#### [Cel]
Powtórz bez żadnych zmian wszystkie wiersze poniższego listingu.
==========
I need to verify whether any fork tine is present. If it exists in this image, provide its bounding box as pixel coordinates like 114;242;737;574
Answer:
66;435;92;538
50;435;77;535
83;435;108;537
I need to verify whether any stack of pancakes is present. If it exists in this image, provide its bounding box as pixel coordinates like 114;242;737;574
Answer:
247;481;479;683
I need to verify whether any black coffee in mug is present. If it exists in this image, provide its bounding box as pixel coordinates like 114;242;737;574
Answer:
==========
#### [Rozwiązanie zadania]
I need to verify whether any fork tine is present. If it exists in this image, provide its bounding box as pixel coordinates like 114;242;737;574
Answer:
66;435;92;538
50;435;77;535
83;435;108;537
I need to verify whether any stack of pancakes is present. If it exists in this image, provide its bounding box as pixel coordinates like 114;242;737;574
Answer:
247;481;479;683
I need to verify whether any black coffee in mug is present. If it exists in this image, provide its bounding box as pixel coordinates like 114;242;737;574
Answer:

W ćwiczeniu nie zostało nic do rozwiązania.